EXERCISE BRIEF ▸ Give back, exactly and with nothing added, the lines that run from the one containing "Report one dot per instance of the tree silhouette" to the final line below.

SUPPLIED DATA ▸
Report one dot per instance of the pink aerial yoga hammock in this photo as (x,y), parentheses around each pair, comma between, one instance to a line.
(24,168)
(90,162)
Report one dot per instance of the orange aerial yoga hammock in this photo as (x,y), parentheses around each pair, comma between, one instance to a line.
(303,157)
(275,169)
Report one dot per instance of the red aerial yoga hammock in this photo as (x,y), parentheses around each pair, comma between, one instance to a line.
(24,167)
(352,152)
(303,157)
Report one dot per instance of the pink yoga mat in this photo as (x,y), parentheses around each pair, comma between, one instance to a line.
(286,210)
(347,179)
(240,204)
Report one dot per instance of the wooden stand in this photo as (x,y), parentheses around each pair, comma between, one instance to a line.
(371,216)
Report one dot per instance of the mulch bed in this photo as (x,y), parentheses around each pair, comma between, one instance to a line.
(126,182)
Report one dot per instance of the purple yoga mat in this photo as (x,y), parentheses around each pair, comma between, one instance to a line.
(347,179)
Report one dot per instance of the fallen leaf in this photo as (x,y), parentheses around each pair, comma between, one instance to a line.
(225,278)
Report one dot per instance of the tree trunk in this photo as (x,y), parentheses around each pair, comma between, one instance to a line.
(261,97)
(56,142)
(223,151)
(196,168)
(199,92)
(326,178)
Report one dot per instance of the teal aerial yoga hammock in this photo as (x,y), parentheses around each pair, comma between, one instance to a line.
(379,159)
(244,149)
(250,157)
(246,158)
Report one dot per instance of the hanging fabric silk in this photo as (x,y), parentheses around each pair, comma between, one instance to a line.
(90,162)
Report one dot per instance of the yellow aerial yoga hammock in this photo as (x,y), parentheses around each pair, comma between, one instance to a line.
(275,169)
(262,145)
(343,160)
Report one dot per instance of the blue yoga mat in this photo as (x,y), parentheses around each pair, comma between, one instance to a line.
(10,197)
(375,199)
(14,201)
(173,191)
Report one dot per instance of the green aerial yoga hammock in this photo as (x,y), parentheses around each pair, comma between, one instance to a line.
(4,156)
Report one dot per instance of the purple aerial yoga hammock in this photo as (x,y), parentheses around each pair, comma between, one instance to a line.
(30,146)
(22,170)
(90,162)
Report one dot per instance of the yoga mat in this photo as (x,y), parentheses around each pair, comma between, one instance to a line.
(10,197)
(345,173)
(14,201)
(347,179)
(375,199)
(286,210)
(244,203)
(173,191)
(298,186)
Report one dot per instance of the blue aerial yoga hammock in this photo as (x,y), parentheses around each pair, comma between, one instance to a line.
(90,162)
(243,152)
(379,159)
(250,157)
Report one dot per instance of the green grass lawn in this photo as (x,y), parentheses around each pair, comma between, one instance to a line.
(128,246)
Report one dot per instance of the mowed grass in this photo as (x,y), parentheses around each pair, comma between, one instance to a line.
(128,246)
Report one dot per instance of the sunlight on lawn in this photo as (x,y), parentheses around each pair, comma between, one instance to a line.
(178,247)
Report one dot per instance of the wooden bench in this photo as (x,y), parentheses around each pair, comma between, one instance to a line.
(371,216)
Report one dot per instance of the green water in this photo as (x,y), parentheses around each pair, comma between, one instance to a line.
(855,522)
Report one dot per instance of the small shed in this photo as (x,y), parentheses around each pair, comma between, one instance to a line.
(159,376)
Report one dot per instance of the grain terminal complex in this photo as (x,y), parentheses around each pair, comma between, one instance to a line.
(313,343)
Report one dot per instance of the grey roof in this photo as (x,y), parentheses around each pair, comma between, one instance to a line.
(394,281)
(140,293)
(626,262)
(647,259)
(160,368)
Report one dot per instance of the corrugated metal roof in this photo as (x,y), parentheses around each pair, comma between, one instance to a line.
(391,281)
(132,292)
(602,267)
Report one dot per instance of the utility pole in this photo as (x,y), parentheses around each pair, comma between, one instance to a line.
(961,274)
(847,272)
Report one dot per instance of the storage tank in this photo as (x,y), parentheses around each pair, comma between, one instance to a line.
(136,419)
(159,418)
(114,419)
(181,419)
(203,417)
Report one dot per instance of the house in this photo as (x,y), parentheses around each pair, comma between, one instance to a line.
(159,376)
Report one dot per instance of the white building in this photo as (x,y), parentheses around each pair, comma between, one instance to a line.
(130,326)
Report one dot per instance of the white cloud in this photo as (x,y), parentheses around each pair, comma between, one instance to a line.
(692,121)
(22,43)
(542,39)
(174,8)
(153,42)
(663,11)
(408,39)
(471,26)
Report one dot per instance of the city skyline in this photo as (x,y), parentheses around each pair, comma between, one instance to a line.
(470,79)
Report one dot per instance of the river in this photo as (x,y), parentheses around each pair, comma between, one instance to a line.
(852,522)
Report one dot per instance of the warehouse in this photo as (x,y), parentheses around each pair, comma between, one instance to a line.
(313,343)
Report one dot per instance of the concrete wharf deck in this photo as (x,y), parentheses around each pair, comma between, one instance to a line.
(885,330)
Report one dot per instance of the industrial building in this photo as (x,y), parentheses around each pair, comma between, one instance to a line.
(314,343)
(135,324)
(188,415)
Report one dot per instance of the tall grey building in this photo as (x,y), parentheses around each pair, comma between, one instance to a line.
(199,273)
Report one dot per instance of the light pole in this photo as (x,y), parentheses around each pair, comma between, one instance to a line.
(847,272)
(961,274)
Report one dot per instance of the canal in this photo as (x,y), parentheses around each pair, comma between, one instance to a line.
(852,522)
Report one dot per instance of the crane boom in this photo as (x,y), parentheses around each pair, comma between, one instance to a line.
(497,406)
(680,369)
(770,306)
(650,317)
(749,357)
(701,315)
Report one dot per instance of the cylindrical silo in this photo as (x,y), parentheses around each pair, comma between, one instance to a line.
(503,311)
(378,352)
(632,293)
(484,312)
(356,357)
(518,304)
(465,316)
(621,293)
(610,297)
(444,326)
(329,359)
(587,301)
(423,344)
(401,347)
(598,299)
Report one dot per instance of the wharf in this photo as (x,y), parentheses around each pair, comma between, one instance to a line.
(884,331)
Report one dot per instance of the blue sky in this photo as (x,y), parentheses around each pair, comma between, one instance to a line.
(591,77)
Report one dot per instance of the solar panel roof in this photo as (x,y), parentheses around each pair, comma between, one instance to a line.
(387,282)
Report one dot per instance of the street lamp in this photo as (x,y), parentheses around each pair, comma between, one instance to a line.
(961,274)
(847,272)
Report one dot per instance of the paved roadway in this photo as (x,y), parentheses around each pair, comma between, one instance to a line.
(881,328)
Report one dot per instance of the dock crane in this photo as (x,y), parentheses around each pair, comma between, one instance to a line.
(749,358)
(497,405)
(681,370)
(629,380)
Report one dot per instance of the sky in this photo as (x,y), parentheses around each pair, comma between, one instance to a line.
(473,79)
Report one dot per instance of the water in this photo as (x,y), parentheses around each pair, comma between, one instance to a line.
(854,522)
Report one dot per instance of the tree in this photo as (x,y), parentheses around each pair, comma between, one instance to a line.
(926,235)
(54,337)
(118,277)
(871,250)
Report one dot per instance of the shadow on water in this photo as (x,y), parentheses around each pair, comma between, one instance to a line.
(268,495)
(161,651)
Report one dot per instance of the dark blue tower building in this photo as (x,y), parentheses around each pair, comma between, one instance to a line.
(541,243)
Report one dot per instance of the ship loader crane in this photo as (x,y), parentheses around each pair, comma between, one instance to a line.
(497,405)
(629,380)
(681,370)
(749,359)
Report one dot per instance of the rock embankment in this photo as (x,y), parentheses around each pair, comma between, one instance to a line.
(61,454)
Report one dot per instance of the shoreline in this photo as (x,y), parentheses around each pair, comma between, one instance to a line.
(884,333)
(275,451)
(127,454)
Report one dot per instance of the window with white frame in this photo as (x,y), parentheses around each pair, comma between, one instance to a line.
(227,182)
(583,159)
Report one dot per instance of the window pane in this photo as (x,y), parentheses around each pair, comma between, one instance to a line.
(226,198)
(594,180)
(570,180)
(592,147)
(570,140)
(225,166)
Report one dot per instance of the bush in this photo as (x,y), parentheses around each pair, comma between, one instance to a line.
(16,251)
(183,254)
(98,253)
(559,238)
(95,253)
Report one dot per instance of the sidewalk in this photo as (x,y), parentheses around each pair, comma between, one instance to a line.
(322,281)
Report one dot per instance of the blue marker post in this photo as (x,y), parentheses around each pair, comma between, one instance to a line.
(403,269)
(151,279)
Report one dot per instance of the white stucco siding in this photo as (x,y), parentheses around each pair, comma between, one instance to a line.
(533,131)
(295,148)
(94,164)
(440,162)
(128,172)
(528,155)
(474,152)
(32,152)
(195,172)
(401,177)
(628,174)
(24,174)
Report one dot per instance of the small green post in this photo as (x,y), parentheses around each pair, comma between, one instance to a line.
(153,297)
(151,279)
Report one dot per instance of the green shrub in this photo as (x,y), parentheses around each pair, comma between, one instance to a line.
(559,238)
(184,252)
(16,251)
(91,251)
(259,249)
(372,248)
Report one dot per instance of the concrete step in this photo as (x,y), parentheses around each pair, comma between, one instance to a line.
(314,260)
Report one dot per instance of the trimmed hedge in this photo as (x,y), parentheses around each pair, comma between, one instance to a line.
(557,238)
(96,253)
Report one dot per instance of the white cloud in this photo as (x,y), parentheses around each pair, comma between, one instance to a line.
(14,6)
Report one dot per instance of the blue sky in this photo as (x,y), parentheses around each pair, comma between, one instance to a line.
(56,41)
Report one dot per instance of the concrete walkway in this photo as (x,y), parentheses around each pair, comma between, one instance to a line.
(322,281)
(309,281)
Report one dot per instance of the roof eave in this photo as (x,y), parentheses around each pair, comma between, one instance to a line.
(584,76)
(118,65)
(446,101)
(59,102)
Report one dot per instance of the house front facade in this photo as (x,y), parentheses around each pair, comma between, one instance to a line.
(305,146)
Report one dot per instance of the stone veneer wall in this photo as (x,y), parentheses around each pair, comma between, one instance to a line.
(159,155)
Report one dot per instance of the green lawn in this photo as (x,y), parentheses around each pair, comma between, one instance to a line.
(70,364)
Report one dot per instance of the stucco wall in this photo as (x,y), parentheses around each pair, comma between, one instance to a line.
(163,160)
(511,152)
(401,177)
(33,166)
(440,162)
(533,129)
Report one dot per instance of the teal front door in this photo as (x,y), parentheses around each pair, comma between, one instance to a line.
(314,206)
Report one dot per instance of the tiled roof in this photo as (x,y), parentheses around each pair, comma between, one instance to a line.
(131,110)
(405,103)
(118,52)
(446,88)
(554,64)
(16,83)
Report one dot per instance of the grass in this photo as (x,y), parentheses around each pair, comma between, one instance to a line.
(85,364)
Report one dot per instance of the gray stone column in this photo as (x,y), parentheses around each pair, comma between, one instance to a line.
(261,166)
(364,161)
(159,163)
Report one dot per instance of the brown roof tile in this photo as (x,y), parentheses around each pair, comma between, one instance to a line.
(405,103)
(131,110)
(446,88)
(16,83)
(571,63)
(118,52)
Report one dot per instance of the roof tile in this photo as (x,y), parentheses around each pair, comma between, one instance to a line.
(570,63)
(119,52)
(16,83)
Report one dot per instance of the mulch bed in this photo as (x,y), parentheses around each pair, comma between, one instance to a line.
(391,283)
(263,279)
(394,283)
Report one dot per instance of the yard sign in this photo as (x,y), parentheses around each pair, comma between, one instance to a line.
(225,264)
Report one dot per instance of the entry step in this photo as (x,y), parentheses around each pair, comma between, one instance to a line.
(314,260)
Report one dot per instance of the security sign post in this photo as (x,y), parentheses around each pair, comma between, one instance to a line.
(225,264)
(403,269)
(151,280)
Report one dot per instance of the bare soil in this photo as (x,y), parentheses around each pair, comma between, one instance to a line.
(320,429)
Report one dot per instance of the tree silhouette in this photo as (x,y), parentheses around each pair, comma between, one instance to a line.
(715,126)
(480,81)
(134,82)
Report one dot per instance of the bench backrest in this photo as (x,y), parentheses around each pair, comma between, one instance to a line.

EXERCISE OUTPUT ▸
Report one dot per instance of the tree silhouette in this photo as (x,y), parentheses around each pair, comma between, one instance to a line.
(715,126)
(480,81)
(134,82)
Report one dot per instance of the bench backrest in this photo as (x,y), parentheses around each pair, comma between, one instance to a line.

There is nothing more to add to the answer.